Image point grounding data
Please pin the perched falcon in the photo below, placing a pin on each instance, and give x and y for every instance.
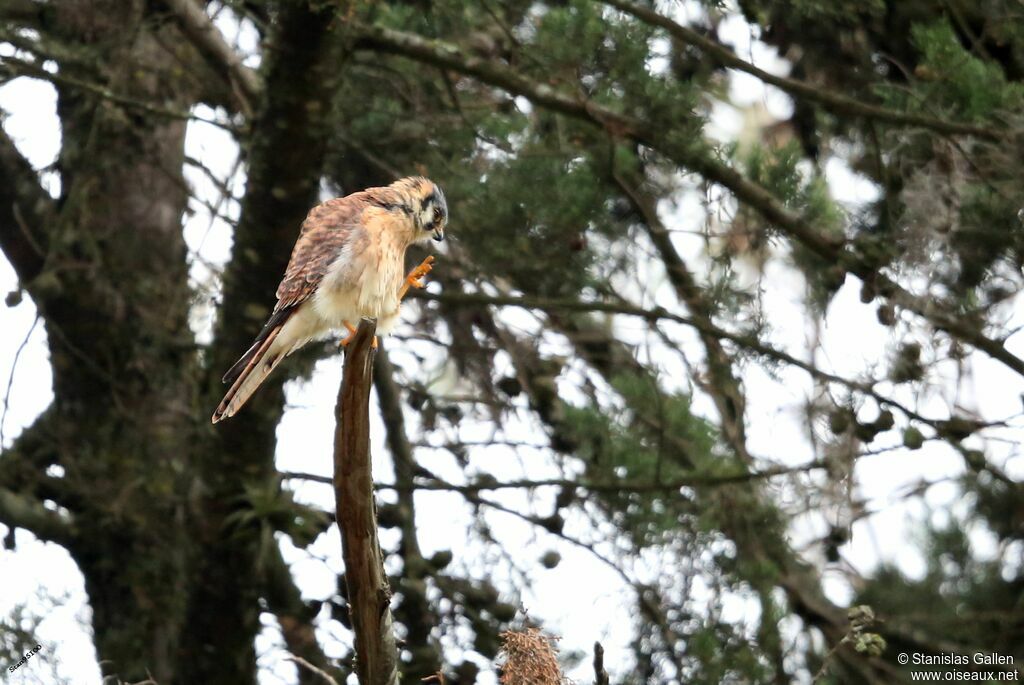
(346, 265)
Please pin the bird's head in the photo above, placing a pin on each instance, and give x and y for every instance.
(426, 205)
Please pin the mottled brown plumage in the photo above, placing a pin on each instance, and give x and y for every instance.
(347, 264)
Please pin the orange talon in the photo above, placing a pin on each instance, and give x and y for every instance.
(414, 277)
(351, 334)
(348, 338)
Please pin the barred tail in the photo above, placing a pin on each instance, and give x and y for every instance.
(249, 372)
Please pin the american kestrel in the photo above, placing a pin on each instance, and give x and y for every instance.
(346, 265)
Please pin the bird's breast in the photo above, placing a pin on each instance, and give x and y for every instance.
(364, 280)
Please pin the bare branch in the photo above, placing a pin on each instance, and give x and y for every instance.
(312, 669)
(244, 82)
(369, 594)
(26, 211)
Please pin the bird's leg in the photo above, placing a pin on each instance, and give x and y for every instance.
(413, 280)
(351, 334)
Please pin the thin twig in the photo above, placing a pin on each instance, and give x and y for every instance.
(312, 669)
(10, 379)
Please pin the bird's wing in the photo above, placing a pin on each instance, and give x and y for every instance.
(324, 236)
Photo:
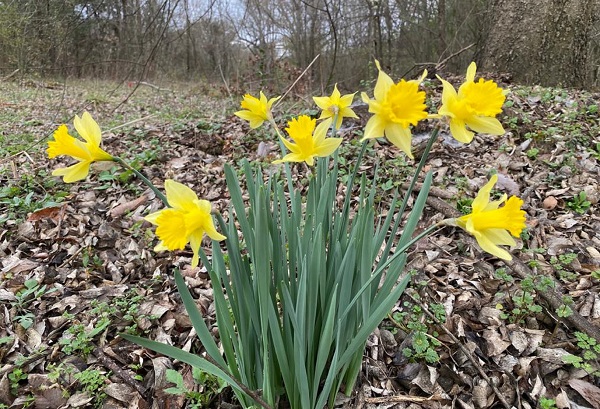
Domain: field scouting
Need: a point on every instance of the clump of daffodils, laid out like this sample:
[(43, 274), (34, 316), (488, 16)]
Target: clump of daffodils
[(306, 282)]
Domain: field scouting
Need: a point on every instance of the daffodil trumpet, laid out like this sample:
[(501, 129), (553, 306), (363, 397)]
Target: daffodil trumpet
[(493, 225)]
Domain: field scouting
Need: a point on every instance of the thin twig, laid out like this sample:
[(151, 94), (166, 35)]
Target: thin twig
[(130, 123), (464, 349), (124, 375), (297, 79), (522, 271)]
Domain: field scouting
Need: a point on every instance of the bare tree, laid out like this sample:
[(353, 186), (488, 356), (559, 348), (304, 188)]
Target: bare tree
[(542, 41)]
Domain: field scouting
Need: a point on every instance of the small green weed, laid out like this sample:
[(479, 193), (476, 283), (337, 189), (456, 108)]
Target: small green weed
[(28, 194), (579, 203), (93, 382), (532, 153), (589, 353), (560, 264), (415, 322), (32, 291), (546, 403), (15, 377), (79, 339), (211, 386)]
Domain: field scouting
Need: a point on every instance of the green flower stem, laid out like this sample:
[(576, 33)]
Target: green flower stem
[(420, 166), (288, 172), (401, 250), (413, 181), (144, 179)]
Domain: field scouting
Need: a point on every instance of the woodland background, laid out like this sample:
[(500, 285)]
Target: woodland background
[(245, 44)]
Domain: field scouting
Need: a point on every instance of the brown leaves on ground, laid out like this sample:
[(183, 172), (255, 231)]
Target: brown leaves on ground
[(76, 274)]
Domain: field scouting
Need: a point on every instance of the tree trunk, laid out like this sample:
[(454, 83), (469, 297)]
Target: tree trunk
[(543, 42)]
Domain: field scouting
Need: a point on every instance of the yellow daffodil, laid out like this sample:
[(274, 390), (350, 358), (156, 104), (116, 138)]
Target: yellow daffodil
[(491, 225), (336, 104), (186, 221), (84, 152), (308, 141), (255, 110), (474, 106), (396, 107)]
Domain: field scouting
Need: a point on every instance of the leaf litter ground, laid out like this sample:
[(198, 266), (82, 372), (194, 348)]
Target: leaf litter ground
[(473, 332)]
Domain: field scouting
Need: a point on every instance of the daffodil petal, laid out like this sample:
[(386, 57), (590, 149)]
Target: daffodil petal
[(73, 173), (374, 128), (471, 72), (171, 229), (65, 144), (290, 157), (460, 132), (400, 137), (489, 247), (321, 132), (499, 237), (327, 147), (483, 197)]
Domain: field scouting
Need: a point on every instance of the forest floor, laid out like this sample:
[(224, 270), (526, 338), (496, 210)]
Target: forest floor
[(77, 265)]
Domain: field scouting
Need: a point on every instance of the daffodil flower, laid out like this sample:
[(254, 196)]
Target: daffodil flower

### [REQUIRED WORK]
Your reply should hold nothing but the lines above, from the one containing "Please pin the bare" to the one containing "[(500, 285)]", reproduced exactly minus the pictures.

### [REPLY]
Please pin the bare branch in the photo above, placing a pin on each instance, and give x and y for every instance.
(312, 669)
(244, 82)
(369, 594)
(26, 211)
Please pin the bird's leg in the photo above, placing a pin on each instance, and give x and y for every instance.
(413, 280)
(351, 334)
Please pin the thin twig in the photo above, placing a pin on each instance, and give x and y for every instance.
(312, 669)
(10, 379)
Please pin the bird's wing in the photo above, placing a pin on each instance, and give x and y for every instance.
(324, 236)
Photo:
Domain: field scouting
Need: a point on every instance of the clump of daffodils, laid out like this sample:
[(43, 274), (34, 316), (488, 16)]
Target: clump of daffodils
[(306, 282)]
Domain: field scouting
Need: a point on every instance of the daffodil trumpet, laid out like this sample:
[(501, 129), (553, 306), (363, 397)]
Target: daffodil trumpet
[(493, 225)]
Domain: field scouting
Need: a point on every instance of the thin twig, laid out like this sample:
[(151, 94), (166, 35)]
Target: thin twig
[(130, 123), (464, 349), (124, 375), (297, 79), (522, 271)]
Domain: field scouting
Need: a point on every instance of the bare tree, laid out like this sample:
[(353, 186), (488, 356), (559, 348), (304, 188)]
Target: bare tree
[(542, 41)]
Domain: field scouting
Need: a point on every instance of the small green weed, laid out like this sample:
[(479, 193), (476, 283), (337, 189), (456, 108)]
Target: small green weed
[(28, 194), (579, 203), (93, 382), (532, 153), (589, 353), (560, 264), (415, 322), (32, 291), (546, 403), (15, 377), (79, 339), (211, 386)]
Domain: field scouting
Need: a point on every instance of the green flower stem, laid out like this sample:
[(576, 33)]
Target: green flower stem
[(420, 166), (288, 172), (401, 250), (413, 181), (144, 179)]
Domain: field scouting
Need: a point on every instance of the woodland background, laid out like this sample:
[(500, 285)]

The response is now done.